>> begin EXCERPT

Coral Reef Habitat Mapping: A Case Study In Mensanak Island- Senayang Lingga, Riau Province, Indonesia

I Nyoman Radiarta, Nitin Kumar Tripathi and Frederic Borne
Space Technology Application and Research Program (STAR)

K.R. Jensen
Integrated Tropical Coastal Zone Management Program
Asian Institute of Technology
P.O. Box 4, Khlong Luang
Pathumthani 12120, Thailand
Tel: 66-2-524 6392,
Fax: 66-2-524 5597
Correspondence: Email: [email protected]; [email protected]

Introduction
Coral reefs are important resources for the great many tropical country. Reefs and their habitat associated sandy beaches are important attraction to tourist, major sources of income of tropical countries. Indonesia is the larges tropical archipelagic nation in the world, with a coastline stretching 0ver 95,000 km around more than 17,000 islands. An expensive group of coral reefs protect these islands. Indonesia has approximately 51,000 km2 coral reefs (Burk et al., 2002), this number does not include reef in remote areas that have not been mapped. For the management of specific coral reefs resources, it is first necessary to identify the reef to be managed A monitoring program can be provide information on the diversity of site, condition of particular habitats and changes in environment.

Dealing with the monitoring program of coral reefs, the conventional methods are commonly used for mapping and monitoring of coral reef habitats. Topographic maps, nautical charts and direct observation are the conventional ways for surveying and mapping coral reefs. All the conventional methods mention above still have the limitation especially by using those methods may not be practical for monitoring large or remote coral reef ecosystem accurately. Other thing this is expensive, cumbersome and logistically and also time consuming.

With respect to this situation, remote sensing may provide the most feasible mean for monitoring and management of coral reefs, particularly for insular (archipelagic) countries. Remote sensing can identify a number of environmental variables associated with habitat that are potential indicators of resources distribution and abundance such as coral reefs, algae and sea grass.

>> end EXCERPT

**STATED EXERCISE 1**
Copy out the coral reef mapping case study above in full, word for word.

>> begin INPUT FOR THIS TASK

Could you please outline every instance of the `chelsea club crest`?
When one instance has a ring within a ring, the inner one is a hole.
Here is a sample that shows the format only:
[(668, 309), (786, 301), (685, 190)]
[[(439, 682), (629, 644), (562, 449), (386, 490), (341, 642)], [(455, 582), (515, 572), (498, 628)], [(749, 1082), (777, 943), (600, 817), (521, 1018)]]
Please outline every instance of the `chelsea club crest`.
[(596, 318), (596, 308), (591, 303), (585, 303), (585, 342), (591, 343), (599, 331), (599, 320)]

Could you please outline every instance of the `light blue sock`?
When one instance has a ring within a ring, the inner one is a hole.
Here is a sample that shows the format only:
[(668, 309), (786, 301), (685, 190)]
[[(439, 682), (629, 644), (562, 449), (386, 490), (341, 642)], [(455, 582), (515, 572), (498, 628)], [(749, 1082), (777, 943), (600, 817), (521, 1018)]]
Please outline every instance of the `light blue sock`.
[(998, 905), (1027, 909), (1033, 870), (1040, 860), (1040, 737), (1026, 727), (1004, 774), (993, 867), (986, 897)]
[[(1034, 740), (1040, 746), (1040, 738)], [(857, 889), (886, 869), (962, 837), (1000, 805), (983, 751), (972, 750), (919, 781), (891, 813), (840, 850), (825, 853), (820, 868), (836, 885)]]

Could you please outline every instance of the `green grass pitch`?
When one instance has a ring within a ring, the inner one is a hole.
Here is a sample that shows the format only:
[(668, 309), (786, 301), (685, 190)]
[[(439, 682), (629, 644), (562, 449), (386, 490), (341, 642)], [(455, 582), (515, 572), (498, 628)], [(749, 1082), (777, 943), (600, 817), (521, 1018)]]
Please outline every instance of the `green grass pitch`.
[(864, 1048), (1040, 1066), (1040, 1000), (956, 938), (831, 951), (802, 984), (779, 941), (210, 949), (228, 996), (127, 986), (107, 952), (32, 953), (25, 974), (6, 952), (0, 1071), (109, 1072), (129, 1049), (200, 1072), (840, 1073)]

>> end INPUT FOR THIS TASK

**STATED EXERCISE 2**
Rewrite every record in the data listing above, replacing "light blue sock" with "pale blue sock" and changing nothing else.

**TASK RESPONSE 1**
Coral Reef Habitat Mapping: A Case Study In Mensanak Island- Senayang Lingga, Riau Province, Indonesia

I Nyoman Radiarta, Nitin Kumar Tripathi and Frederic Borne
Space Technology Application and Research Program (STAR)

K.R. Jensen
Integrated Tropical Coastal Zone Management Program
Asian Institute of Technology
P.O. Box 4, Khlong Luang
Pathumthani 12120, Thailand
Tel: 66-2-524 6392,
Fax: 66-2-524 5597
Correspondence: Email: [email protected]; [email protected]

Introduction
Coral reefs are important resources for the great many tropical country. Reefs and their habitat associated sandy beaches are important attraction to tourist, major sources of income of tropical countries. Indonesia is the larges tropical archipelagic nation in the world, with a coastline stretching 0ver 95,000 km around more than 17,000 islands. An expensive group of coral reefs protect these islands. Indonesia has approximately 51,000 km2 coral reefs (Burk et al., 2002), this number does not include reef in remote areas that have not been mapped. For the management of specific coral reefs resources, it is first necessary to identify the reef to be managed A monitoring program can be provide information on the diversity of site, condition of particular habitats and changes in environment.

Dealing with the monitoring program of coral reefs, the conventional methods are commonly used for mapping and monitoring of coral reef habitats. Topographic maps, nautical charts and direct observation are the conventional ways for surveying and mapping coral reefs. All the conventional methods mention above still have the limitation especially by using those methods may not be practical for monitoring large or remote coral reef ecosystem accurately. Other thing this is expensive, cumbersome and logistically and also time consuming.

With respect to this situation, remote sensing may provide the most feasible mean for monitoring and management of coral reefs, particularly for insular (archipelagic) countries. Remote sensing can identify a number of environmental variables associated with habitat that are potential indicators of resources distribution and abundance such as coral reefs, algae and sea grass.

**TASK RESPONSE 2**
Could you please outline every instance of the `chelsea club crest`?
When one instance has a ring within a ring, the inner one is a hole.
Here is a sample that shows the format only:
[(668, 309), (786, 301), (685, 190)]
[[(439, 682), (629, 644), (562, 449), (386, 490), (341, 642)], [(455, 582), (515, 572), (498, 628)], [(749, 1082), (777, 943), (600, 817), (521, 1018)]]
Please outline every instance of the `chelsea club crest`.
[(596, 318), (596, 308), (591, 303), (585, 303), (585, 342), (591, 343), (599, 331), (599, 320)]

Could you please outline every instance of the `pale blue sock`?
When one instance has a ring within a ring, the inner one is a hole.
Here is a sample that shows the format only:
[(668, 309), (786, 301), (685, 190)]
[[(439, 682), (629, 644), (562, 449), (386, 490), (341, 642)], [(455, 582), (515, 572), (498, 628)], [(749, 1082), (777, 943), (600, 817), (521, 1018)]]
Please outline every instance of the `pale blue sock`.
[(998, 905), (1027, 909), (1033, 870), (1040, 860), (1040, 737), (1026, 727), (1004, 774), (993, 867), (986, 897)]
[[(1034, 740), (1040, 746), (1040, 738)], [(857, 889), (886, 869), (962, 837), (1000, 805), (983, 751), (972, 750), (919, 781), (891, 813), (840, 850), (825, 853), (820, 868), (836, 885)]]

Could you please outline every instance of the `green grass pitch`?
When one instance has a ring within a ring, the inner one is a hole.
Here is a sample that shows the format only:
[(668, 309), (786, 301), (685, 190)]
[[(439, 682), (629, 644), (562, 449), (386, 490), (341, 642)], [(455, 582), (515, 572), (498, 628)], [(749, 1082), (777, 943), (600, 817), (521, 1018)]]
Please outline every instance of the `green grass pitch`.
[(864, 1048), (1040, 1066), (1040, 1000), (956, 938), (831, 951), (802, 984), (779, 941), (210, 949), (228, 996), (127, 986), (107, 952), (32, 953), (25, 974), (6, 952), (0, 1071), (109, 1072), (129, 1049), (200, 1072), (840, 1073)]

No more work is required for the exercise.